▶ EXERCISE TASK:
Print each of the following entries line for line, without altering anything.

[Begin STORED DATA]

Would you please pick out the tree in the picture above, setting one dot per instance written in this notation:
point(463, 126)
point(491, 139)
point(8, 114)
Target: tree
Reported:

[End STORED DATA]

▶ ANSWER FOR THIS EXERCISE:
Would you please pick out the tree in the picture above, setting one dot per instance written in this notation:
point(463, 126)
point(491, 139)
point(8, 114)
Target: tree
Reported:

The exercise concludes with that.